### Stored data
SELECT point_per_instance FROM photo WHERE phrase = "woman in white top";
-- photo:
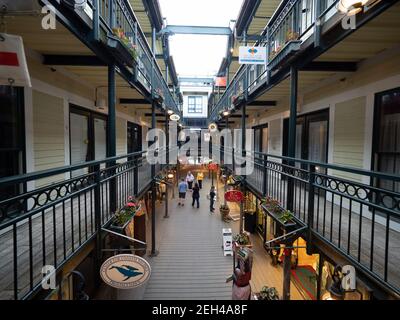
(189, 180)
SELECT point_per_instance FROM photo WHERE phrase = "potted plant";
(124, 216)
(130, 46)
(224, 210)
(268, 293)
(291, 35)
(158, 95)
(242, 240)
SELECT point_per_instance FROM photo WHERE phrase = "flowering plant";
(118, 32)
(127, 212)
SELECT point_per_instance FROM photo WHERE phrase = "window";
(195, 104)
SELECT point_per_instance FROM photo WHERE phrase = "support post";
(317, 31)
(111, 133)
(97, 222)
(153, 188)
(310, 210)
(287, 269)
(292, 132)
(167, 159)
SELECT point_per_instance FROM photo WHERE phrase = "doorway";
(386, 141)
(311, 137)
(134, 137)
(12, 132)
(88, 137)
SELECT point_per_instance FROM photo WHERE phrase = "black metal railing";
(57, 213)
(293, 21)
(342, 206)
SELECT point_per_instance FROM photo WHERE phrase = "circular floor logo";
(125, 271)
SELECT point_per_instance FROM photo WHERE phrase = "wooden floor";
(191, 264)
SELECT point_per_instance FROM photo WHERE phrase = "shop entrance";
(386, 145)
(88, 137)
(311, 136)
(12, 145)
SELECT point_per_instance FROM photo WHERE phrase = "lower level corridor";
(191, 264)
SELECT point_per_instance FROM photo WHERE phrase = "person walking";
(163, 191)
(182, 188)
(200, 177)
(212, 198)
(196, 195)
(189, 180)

### Exercise directions
Write out the entries above word for word. Do not include the pictures.

### Problem solution
SELECT point_per_instance FROM photo WHERE phrase = "woman in white top";
-- photo:
(189, 180)
SELECT point_per_instance FROM photo WHERE phrase = "potted plant";
(124, 216)
(130, 46)
(224, 210)
(268, 293)
(291, 35)
(158, 95)
(242, 240)
SELECT point_per_instance FROM photo WHERE phrase = "flowering plant";
(118, 32)
(127, 212)
SELECT point_per_instance FROM photo WHERE phrase = "window";
(195, 104)
SELECT point_per_instance FROM photo WHERE phrase = "support post";
(317, 31)
(111, 133)
(97, 222)
(153, 188)
(310, 210)
(287, 269)
(292, 132)
(167, 159)
SELECT point_per_instance FROM photo WHERE phrase = "doorway";
(386, 141)
(311, 137)
(134, 137)
(12, 132)
(88, 137)
SELECT point_per_instance FROM photo WHERE phrase = "black metal railing";
(57, 213)
(293, 21)
(342, 206)
SELECT point_per_instance FROM photo WHERE phrase = "circular floor logo";
(125, 271)
SELECT point_per_instance FROM photo WHERE phrase = "wooden floor";
(191, 264)
SELECT point_per_instance FROM photo WHERE phrase = "shop entrance";
(386, 145)
(88, 137)
(311, 136)
(12, 145)
SELECT point_per_instance FROM photo WHERE phrase = "lower level corridor";
(191, 264)
SELECT point_per_instance FROM photo WHERE phrase = "person walking";
(163, 191)
(182, 188)
(200, 177)
(212, 198)
(196, 195)
(189, 180)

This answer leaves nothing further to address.